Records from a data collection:
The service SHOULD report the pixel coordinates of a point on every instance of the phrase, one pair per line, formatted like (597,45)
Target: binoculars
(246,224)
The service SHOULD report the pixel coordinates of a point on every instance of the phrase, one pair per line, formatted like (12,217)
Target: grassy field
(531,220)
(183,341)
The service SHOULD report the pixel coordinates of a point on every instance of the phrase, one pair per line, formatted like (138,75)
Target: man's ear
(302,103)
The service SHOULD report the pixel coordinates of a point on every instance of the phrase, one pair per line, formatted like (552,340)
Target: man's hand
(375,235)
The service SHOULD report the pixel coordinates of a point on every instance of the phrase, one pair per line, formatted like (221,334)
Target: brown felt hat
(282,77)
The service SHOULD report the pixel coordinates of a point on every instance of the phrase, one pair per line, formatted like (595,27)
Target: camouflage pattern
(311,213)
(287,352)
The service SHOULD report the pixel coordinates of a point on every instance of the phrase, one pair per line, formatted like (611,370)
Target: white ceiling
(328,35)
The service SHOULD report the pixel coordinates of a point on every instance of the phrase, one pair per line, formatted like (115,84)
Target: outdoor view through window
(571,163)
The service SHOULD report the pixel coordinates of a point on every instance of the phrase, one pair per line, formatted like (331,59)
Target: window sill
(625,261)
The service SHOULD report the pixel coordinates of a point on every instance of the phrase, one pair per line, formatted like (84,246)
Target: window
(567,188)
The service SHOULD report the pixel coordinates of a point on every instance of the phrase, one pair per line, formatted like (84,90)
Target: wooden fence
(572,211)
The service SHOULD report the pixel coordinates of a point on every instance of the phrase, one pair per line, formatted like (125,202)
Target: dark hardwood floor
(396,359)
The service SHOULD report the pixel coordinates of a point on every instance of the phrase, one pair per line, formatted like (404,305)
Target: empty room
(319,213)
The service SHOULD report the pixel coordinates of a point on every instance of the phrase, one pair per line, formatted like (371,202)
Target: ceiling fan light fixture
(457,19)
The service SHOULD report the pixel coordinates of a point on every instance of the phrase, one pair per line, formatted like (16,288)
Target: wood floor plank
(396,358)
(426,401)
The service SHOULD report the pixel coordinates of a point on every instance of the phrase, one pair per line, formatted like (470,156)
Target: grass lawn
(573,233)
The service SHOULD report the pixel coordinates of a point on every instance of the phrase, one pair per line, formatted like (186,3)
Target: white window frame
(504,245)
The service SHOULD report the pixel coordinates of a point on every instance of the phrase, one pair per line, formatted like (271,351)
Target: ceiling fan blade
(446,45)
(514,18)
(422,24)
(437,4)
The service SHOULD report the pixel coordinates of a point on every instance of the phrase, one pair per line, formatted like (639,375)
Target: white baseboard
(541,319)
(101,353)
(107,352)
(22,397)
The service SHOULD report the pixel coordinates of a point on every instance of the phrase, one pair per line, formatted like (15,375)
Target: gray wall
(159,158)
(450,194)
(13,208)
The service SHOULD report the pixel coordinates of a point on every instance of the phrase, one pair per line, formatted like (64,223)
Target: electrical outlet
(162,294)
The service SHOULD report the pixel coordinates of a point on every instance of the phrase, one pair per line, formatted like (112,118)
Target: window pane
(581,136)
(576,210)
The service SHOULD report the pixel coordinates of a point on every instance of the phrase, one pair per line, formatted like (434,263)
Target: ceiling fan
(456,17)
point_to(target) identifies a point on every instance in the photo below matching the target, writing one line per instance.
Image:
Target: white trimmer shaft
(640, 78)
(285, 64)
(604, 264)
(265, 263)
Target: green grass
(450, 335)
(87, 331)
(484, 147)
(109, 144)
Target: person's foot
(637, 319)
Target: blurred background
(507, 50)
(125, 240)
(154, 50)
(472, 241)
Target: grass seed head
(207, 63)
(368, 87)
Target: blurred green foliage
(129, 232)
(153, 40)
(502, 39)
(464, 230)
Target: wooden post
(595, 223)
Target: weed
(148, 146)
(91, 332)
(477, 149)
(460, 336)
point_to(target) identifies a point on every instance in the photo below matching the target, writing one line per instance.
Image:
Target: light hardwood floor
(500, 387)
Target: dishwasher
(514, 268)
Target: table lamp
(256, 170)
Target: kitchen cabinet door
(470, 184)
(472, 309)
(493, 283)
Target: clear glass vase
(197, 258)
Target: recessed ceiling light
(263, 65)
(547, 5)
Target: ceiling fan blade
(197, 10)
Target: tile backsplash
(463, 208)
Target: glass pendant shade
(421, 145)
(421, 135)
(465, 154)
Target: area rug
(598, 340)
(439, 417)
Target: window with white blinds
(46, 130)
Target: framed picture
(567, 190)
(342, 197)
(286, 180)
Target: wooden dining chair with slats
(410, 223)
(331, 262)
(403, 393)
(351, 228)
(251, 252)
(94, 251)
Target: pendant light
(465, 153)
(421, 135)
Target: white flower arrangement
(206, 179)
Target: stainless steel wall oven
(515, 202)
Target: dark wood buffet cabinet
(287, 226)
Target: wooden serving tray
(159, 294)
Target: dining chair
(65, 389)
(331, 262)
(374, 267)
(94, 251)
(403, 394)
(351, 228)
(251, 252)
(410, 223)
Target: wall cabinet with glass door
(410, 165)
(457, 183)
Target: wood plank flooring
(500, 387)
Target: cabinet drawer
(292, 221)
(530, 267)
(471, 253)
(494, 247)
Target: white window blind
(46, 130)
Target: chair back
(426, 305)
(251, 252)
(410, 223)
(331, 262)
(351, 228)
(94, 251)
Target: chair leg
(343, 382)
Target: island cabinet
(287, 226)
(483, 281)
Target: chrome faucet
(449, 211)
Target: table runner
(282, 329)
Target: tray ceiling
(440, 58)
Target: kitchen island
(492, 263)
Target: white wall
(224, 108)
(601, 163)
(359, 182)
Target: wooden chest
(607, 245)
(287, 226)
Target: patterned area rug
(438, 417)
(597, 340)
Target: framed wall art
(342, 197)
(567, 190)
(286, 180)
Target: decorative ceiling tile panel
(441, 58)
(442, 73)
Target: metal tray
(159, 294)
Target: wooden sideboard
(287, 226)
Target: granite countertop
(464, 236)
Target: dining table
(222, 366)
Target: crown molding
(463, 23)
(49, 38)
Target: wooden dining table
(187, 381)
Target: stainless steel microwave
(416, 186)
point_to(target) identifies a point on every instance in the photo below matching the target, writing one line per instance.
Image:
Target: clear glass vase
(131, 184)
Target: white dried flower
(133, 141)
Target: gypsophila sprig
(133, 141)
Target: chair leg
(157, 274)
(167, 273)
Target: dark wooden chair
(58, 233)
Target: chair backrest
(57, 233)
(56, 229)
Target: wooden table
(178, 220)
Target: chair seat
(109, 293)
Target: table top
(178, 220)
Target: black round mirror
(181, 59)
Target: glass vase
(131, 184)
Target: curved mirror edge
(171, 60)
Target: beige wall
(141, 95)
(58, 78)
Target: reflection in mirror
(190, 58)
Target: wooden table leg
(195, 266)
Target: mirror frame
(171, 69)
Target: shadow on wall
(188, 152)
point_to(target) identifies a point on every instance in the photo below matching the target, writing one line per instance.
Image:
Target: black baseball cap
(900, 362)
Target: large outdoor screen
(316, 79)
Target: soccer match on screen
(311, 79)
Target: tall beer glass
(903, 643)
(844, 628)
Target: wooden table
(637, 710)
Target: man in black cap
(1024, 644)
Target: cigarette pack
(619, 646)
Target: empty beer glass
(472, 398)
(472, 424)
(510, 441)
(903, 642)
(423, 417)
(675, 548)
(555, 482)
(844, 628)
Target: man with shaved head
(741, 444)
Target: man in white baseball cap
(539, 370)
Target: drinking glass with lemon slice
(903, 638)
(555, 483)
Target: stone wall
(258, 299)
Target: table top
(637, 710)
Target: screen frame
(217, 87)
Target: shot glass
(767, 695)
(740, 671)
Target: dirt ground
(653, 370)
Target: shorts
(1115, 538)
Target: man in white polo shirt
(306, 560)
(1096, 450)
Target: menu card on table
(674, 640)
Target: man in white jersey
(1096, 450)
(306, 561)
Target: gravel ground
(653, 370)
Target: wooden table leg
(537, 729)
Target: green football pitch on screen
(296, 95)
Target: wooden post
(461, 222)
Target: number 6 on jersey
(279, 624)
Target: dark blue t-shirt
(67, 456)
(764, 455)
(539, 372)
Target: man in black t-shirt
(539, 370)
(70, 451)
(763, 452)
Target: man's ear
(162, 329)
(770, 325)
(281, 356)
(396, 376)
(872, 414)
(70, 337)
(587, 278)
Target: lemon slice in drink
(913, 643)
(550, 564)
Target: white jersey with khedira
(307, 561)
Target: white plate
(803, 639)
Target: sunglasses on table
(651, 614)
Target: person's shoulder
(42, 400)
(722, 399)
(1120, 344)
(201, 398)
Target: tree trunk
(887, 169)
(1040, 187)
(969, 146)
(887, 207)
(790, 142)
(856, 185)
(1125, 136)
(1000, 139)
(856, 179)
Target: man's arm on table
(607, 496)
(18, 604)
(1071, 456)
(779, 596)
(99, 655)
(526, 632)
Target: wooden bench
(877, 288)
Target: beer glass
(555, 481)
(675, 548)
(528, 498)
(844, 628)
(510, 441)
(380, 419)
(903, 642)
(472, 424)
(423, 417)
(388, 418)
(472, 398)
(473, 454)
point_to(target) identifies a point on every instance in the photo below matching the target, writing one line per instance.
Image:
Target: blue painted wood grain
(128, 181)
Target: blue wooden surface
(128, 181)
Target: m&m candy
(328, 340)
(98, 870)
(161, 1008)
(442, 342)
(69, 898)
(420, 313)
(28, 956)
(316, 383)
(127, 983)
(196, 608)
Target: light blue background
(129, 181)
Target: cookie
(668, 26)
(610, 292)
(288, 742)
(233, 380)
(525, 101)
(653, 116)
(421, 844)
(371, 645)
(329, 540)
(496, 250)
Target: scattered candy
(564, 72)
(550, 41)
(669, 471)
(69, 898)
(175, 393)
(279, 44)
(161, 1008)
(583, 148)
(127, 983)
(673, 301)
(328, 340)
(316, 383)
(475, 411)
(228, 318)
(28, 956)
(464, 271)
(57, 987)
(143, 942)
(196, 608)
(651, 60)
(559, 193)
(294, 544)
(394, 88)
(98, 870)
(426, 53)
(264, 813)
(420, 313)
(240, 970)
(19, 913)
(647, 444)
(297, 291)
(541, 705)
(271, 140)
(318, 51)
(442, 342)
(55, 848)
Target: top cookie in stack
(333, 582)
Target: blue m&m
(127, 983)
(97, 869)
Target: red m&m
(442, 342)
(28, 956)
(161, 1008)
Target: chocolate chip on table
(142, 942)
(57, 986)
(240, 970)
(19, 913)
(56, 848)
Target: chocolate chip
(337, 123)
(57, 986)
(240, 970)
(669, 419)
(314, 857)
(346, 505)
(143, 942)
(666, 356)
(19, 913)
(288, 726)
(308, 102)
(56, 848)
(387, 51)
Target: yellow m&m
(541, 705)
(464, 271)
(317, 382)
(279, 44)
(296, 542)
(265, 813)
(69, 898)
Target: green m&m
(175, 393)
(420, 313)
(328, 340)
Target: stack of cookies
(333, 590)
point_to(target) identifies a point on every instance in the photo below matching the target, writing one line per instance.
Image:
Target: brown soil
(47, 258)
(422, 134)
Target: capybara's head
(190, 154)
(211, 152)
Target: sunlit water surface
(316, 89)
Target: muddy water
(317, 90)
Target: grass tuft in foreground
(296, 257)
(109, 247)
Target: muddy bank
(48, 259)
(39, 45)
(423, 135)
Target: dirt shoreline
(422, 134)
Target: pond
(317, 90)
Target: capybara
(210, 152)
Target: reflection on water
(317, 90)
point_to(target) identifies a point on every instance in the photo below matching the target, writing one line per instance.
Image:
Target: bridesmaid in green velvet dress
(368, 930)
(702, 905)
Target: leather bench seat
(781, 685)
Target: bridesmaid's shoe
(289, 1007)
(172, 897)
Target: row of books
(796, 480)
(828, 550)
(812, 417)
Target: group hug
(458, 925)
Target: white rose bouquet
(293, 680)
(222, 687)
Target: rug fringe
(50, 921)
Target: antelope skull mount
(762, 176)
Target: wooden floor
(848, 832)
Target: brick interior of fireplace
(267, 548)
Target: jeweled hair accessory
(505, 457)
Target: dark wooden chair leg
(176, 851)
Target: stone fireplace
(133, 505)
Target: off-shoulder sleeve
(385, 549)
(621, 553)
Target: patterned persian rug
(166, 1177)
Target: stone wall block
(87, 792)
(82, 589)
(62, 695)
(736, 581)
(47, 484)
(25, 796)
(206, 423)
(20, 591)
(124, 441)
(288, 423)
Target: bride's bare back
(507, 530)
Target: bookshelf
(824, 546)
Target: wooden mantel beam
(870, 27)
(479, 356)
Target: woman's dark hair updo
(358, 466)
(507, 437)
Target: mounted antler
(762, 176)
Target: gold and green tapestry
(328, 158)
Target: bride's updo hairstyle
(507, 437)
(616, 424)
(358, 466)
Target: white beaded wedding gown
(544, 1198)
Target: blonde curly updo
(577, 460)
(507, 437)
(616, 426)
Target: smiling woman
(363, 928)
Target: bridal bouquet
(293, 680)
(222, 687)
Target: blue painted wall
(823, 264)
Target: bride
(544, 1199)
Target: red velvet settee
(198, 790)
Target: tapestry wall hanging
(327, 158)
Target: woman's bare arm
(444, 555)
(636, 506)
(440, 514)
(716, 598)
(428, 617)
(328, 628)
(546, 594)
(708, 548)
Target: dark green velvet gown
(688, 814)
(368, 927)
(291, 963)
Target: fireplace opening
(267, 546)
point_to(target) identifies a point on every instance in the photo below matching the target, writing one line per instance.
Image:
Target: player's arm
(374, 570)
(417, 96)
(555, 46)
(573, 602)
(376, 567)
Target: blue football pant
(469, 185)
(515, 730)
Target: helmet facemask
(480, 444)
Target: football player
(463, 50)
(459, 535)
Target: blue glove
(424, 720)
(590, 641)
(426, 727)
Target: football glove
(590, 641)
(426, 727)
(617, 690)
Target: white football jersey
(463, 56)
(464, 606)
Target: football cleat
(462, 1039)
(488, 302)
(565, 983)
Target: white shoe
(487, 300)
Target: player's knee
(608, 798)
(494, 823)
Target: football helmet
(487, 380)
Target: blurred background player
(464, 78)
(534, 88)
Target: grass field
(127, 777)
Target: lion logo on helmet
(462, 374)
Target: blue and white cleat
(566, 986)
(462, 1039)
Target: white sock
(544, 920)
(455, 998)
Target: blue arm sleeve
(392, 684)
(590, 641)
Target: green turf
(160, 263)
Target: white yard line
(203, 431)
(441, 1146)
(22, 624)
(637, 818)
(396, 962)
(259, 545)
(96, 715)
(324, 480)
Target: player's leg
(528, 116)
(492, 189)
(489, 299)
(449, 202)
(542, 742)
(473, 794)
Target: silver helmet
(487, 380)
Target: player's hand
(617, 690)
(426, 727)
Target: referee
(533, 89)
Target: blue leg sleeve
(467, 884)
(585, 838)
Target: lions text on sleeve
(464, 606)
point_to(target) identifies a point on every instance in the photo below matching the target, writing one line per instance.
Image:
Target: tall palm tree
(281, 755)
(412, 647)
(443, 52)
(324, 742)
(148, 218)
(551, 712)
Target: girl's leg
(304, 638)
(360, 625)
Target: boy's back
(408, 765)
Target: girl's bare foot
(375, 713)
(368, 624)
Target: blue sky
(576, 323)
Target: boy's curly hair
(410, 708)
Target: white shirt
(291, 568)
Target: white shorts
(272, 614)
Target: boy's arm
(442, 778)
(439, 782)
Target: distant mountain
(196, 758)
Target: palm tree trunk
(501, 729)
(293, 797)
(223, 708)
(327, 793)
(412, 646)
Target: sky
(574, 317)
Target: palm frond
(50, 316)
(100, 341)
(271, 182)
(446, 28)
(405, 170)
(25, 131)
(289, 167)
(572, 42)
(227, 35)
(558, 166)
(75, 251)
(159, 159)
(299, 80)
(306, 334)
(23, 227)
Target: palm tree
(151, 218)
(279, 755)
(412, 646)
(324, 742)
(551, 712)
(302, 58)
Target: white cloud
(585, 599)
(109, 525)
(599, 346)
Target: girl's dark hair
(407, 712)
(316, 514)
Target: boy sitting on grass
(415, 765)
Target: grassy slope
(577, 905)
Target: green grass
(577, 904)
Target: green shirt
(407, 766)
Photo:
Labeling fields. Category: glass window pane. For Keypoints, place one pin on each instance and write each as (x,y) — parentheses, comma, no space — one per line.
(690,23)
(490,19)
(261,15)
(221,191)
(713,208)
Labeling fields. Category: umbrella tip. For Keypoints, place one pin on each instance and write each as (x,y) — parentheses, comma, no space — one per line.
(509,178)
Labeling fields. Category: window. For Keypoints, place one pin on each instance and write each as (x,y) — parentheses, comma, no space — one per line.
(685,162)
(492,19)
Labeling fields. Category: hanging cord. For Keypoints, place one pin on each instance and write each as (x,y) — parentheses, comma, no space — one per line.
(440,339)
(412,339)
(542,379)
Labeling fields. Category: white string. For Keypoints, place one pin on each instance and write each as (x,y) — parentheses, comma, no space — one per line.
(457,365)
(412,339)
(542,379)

- Task brief: Transcribe verbatim. Cover the lines from the first line of the entries above to the line containing "formatted like (221,334)", inclusive.

- Written answer:
The service SHOULD report the pixel coordinates of a point on every instance of the phrase, one pair per line, formatted like (597,45)
Target: binoculars
(246,224)
The service SHOULD report the pixel coordinates of a point on every instance of the phrase, one pair per line, formatted like (12,217)
Target: grassy field
(531,220)
(183,341)
The service SHOULD report the pixel coordinates of a point on every instance of the phrase, one pair per line, formatted like (138,75)
Target: man's ear
(302,103)
The service SHOULD report the pixel coordinates of a point on every instance of the phrase, one pair per line, formatted like (552,340)
Target: man's hand
(375,235)
The service SHOULD report the pixel coordinates of a point on every instance of the phrase, one pair per line, formatted like (221,334)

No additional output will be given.